Though bluntly hurting, this proverb does underpin a doc’s trade. When Burke and Hare were ultimately nabbed by the police and with Hare testifying against Burke, he was let off. But what followed was gruesome. Public outrage over the murders was so intense that Burke was publicly hanged. His body was dissected in public, skin tanned and even sold as souvenirs. Should the macabre acts be treated with equally or more ghastly treatment? Has violence lessened with the advance of ‘civilization’?

Steven Pinker, the lucid linguist and intellectual, took a shot at this sometime back writing a short ‘history of violence’. Pinker sets to debunk the idea of noble savage: “the idea that humans are peaceable by nature and corrupted by modern institutions.” His stress is on institutions, which have been the punch-bags of various social sciences, especially a now-waning discipline called cultural studies. Here is the concluding part of his mid-2007 essay in verbatim:

No one knows why our behavior has come under the control of the better angels of our nature, but there are four plausible suggestions. The first is that Hobbes got it right. Life in a state of nature is nasty, brutish, and short, not because of a primal thirst for blood but because of the inescapable logic of anarchy. Any beings with a modicum of self-interest may be tempted to invade their neighbors to steal their resources. The resulting fear of attack will tempt the neighbors to strike first in preemptive self-defense, which will in turn tempt the first group to strike against them preemptively, and so on. This danger can be defused by a policy of deterrence—don't strike first, retaliate if struck—but, to guarantee its credibility, parties must avenge all insults and settle all scores, leading to cycles of bloody vendetta. These tragedies can be averted by a state with a monopoly on violence, because it can inflict disinterested penalties that eliminate the incentives for aggression, thereby defusing anxieties about preemptive attack and obviating the need to maintain a hair-trigger propensity for retaliation.

Payne suggests another possibility: that the critical variable in the indulgence of violence is an overarching sense that life is cheap. When pain and early death are everyday features of one's own life, one feels fewer compunctions about inflicting them on others. As technology and economic efficiency lengthen and improve our lives, we place a higher value on life in general.

◆ Assignment 1
In the passage on the history of violence, what was done with Burke's body after he was hanged?
◆ Assignment 2
Translate this sentence from the passage on the history of violence into Spanish: "When pain and early death are everyday features of one's own life, one feels fewer compunctions about inflicting them on others."
◆ Assignment 3
Write the next part of the passage on the history of violence, picking up after its last sentence.

◆ Records provided
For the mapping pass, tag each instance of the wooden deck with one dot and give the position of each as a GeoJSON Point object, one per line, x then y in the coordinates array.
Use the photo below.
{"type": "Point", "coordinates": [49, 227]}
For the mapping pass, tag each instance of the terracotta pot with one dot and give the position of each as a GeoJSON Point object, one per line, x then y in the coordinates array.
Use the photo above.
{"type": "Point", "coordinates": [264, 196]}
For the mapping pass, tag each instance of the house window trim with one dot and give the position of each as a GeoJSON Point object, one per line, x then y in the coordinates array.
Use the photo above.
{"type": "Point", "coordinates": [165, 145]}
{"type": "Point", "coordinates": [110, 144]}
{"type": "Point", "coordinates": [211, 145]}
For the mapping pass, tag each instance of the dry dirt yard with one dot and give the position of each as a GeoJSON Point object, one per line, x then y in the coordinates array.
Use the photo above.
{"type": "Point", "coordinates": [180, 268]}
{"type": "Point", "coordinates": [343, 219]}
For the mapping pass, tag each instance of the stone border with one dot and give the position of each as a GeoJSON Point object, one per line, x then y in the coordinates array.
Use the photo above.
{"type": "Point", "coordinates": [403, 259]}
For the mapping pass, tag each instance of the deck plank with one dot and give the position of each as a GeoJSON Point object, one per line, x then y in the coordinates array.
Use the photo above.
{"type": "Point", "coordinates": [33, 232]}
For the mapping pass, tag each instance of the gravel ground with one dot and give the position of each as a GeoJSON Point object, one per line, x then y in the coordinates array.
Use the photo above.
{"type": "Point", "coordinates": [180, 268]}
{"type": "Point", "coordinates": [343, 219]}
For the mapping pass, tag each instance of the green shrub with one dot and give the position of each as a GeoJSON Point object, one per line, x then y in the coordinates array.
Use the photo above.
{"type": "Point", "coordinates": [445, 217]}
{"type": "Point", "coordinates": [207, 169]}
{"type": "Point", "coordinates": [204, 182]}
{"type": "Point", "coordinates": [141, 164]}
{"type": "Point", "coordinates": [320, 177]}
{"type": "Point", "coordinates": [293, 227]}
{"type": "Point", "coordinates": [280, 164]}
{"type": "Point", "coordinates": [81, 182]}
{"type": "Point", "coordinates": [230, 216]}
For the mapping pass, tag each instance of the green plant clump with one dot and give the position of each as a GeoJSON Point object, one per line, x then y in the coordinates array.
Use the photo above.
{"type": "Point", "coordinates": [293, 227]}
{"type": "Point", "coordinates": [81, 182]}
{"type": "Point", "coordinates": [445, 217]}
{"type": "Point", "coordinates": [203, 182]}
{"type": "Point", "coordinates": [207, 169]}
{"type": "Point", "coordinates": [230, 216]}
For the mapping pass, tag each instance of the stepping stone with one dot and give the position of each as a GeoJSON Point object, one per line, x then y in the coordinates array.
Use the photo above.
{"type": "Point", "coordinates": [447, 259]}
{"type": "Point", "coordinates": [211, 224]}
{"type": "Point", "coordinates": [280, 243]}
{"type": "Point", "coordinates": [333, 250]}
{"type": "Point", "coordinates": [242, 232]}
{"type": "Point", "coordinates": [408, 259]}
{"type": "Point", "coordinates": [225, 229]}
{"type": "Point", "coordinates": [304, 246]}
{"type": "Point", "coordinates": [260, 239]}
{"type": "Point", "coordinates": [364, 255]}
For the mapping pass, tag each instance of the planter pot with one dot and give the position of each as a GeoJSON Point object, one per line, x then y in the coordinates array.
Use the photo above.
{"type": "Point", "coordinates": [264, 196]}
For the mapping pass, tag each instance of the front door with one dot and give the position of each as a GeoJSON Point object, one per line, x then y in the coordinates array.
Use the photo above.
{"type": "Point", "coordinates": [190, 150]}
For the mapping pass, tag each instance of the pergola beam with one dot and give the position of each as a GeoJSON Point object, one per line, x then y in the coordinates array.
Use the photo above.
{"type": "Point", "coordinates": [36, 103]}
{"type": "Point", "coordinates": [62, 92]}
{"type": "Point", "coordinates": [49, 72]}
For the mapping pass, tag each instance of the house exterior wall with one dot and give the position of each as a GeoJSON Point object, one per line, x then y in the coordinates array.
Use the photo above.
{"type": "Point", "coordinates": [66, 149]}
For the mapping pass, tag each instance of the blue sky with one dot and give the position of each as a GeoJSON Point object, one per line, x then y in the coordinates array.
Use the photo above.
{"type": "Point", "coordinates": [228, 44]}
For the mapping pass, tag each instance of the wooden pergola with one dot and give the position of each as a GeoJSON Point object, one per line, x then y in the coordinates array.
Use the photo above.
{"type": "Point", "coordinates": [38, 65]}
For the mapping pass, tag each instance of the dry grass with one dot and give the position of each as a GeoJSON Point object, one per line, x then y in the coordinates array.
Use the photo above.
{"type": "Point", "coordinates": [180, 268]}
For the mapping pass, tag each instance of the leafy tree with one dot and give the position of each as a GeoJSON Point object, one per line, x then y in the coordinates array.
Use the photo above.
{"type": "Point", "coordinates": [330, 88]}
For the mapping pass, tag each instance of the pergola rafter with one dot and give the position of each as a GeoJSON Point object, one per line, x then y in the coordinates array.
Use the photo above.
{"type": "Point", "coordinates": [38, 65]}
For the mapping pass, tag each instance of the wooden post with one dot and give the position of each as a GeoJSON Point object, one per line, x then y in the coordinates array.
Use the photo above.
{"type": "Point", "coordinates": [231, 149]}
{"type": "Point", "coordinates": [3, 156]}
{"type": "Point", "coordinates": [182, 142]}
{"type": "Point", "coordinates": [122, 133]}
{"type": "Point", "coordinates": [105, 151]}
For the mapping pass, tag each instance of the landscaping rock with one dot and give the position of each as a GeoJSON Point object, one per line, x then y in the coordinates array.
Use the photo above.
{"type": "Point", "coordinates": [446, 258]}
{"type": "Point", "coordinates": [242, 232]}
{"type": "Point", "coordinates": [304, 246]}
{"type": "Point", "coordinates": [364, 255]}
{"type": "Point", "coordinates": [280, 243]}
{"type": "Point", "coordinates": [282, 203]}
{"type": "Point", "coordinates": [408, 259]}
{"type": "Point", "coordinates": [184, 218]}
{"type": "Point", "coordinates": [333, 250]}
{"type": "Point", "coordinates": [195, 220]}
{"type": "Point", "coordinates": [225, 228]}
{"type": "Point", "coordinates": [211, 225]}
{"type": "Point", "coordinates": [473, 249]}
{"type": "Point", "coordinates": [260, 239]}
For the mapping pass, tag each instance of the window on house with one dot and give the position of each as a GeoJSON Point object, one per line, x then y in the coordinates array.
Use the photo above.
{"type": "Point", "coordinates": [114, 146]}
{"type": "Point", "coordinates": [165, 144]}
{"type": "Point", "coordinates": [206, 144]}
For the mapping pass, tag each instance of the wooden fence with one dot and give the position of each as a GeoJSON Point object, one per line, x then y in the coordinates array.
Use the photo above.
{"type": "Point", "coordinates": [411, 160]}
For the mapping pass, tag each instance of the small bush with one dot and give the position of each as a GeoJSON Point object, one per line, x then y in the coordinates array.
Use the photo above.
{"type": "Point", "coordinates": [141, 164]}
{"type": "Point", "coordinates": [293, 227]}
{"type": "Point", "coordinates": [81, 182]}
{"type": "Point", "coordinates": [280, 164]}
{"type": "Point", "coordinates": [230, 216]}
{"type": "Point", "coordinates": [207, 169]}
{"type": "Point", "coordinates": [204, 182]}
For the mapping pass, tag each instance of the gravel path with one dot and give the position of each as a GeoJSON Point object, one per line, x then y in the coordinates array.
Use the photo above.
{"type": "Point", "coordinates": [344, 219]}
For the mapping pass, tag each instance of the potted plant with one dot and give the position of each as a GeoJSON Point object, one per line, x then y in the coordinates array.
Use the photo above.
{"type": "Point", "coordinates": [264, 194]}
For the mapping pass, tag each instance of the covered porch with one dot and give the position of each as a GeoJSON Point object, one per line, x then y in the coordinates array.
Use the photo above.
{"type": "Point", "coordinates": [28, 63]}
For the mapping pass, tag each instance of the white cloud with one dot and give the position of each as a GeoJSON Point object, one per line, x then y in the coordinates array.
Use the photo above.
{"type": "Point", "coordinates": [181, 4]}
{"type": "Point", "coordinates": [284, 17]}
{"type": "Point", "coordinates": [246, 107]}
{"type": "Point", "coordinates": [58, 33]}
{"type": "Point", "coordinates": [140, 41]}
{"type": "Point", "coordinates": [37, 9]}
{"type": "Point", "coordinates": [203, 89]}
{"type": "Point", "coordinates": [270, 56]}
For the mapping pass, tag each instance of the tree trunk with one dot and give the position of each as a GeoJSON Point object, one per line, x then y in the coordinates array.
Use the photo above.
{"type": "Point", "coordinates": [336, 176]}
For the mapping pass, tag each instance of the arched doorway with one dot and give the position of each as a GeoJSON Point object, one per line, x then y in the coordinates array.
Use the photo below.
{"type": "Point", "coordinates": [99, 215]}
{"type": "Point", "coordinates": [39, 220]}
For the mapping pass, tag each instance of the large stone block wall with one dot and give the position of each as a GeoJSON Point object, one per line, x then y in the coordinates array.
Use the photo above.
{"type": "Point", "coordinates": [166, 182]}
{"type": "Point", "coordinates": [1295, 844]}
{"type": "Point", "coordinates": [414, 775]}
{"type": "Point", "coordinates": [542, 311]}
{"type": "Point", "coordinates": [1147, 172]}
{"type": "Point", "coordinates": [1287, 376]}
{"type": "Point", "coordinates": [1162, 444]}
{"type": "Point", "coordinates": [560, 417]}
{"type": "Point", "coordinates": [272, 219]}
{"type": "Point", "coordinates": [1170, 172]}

◆ Task result 1
It was dissected in public, and its skin was tanned and sold as souvenirs.

◆ Task result 2
Cuando el dolor y la muerte temprana son rasgos cotidianos de la propia vida, uno siente menos escrúpulos a la hora de infligirlos a otros.

◆ Task result 3
A third theory, championed by Robert Wright, invokes the logic of non-zero-sum games: scenarios in which two agents can each come out ahead if they cooperate, such as trading goods, dividing up labor, or sharing the peace dividend that comes from laying down their arms. As people acquire know-how that they can share cheaply with others and develop technologies that allow them to spread their goods and ideas over larger territories at lower cost, their incentive to cooperate steadily increases, because other people become more valuable alive than dead.

Then there is the scenario sketched by philosopher Peter Singer. Evolution, he suggests, bequeathed people a small kernel of empathy, which by default they apply only within a narrow circle of friends and relations. Over the millennia, people's moral circles have expanded to encompass larger and larger polities: the clan, the tribe, the nation, both sexes, other races, and even animals. The circle may have been pushed outward by expanding networks of reciprocity, à la Wright, but it might also be inflated by the inexorable logic of the golden rule: The more one knows and thinks about other living things, the harder it is to privilege one's own interests over theirs. The empathy escalator may also be powered by cosmopolitanism, in which journalism, memoir, and realistic fiction make the inner lives of other people, and the contingent nature of one's own station, more palpable—the feeling that "there but for fortune go I".


Whatever its causes, the decline of violence has profound implications. It is not a license for complacency: We enjoy the peace we find today because people in past generations were appalled by the violence in their time and worked to end it, and so we should work to end the appalling violence in our time. Nor is it necessarily grounds for optimism about the immediate future, since the world has never before had national leaders who combine pre-modern sensibilities with modern weapons.